Depois de alguns anos, já podiam ser vistos árvores frutíferas, algum gado, porcos, galinhas. Na maioria dos lugares, a fome não era mais uma ameaça.

Alguns colonos prosperaram e até ficaram ricos, mas a maioria não.[9] O dinheiro era escasso, quase que inexistente nas colônias. Ainda no final do século 19, um jornal preveniu: pessoas interessadas em deixar sua terra natal deveriam pensar duas vezes antes de fazê-lo. Nenhuma pessoa que trabalhasse duro sofreria de frio ou fome no Rio Grande do Sul, mas não encontraria lá muito mais do que sol e pão. Qualquer pessoa que pudesse permanecer na Alemanha deveria fazê-lo.¹[10]

Os principais produtos plantados nas colônias eram milho, feijão preto, cana-de-açúcar, mandioca, arroz e batata. A alimentação básica consistia em arroz e feijão preto.[11]

Típica propriedade de imigrantes em Erechim, RS.

DADOS FORNECIDOS:

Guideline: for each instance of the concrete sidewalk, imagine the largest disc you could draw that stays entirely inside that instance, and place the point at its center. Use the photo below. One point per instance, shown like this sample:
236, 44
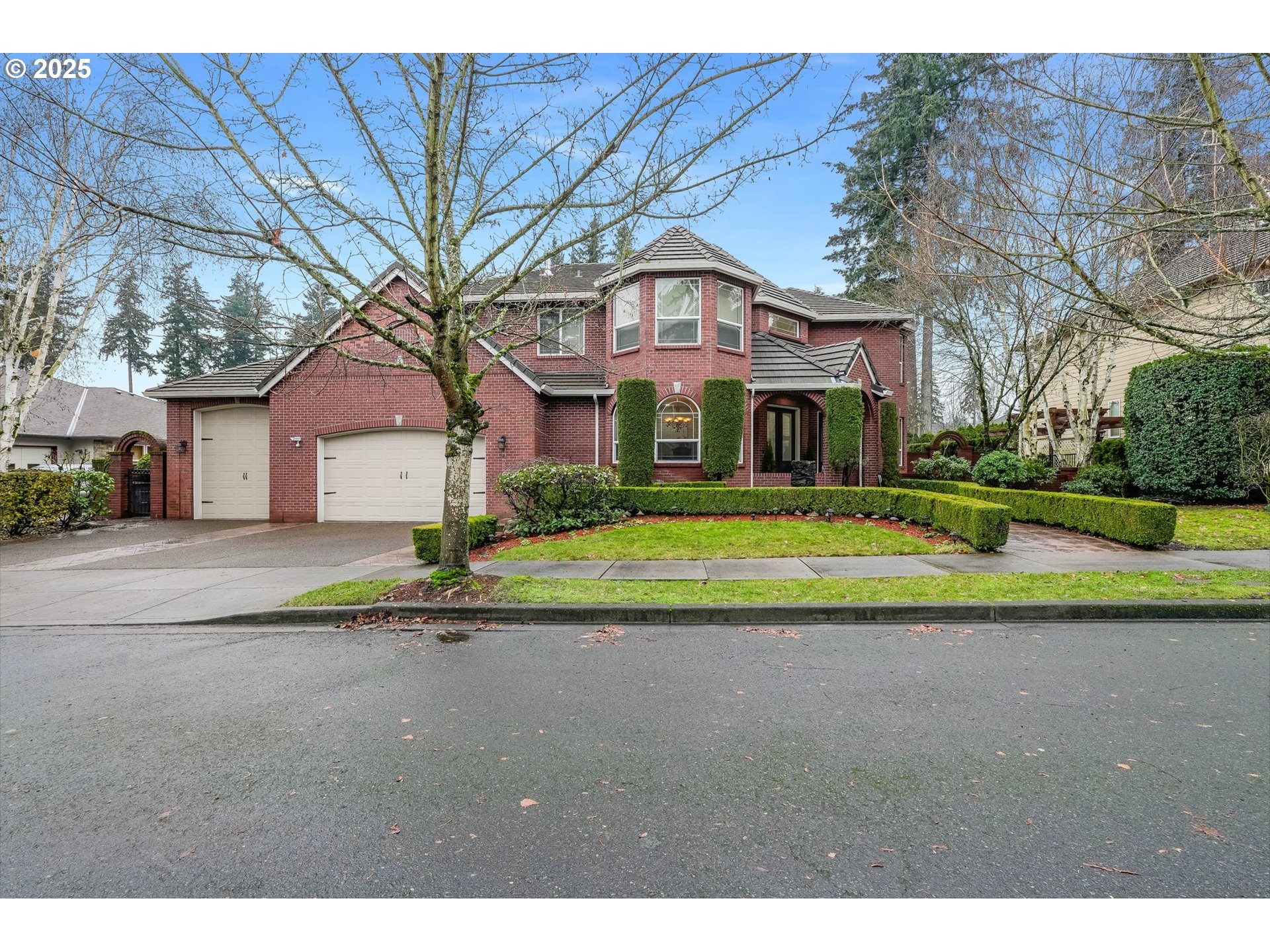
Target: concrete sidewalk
882, 567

O QUE FAZER: Copie de novo o trecho do texto sobre os colonos no Rio Grande do Sul, começando nas palavras "Depois de alguns" e parando depois de "em Erechim, RS.", e troque "colônias" por "comunidades". As linhas não têm ligação nenhuma com o texto.

RESULTADO:
Depois de alguns anos, já podiam ser vistos árvores frutíferas, algum gado, porcos, galinhas. Na maioria dos lugares, a fome não era mais uma ameaça.

Alguns colonos prosperaram e até ficaram ricos, mas a maioria não.[9] O dinheiro era escasso, quase que inexistente nas comunidades. Ainda no final do século 19, um jornal preveniu: pessoas interessadas em deixar sua terra natal deveriam pensar duas vezes antes de fazê-lo. Nenhuma pessoa que trabalhasse duro sofreria de frio ou fome no Rio Grande do Sul, mas não encontraria lá muito mais do que sol e pão. Qualquer pessoa que pudesse permanecer na Alemanha deveria fazê-lo.¹[10]

Os principais produtos plantados nas comunidades eram milho, feijão preto, cana-de-açúcar, mandioca, arroz e batata. A alimentação básica consistia em arroz e feijão preto.[11]

Típica propriedade de imigrantes em Erechim, RS.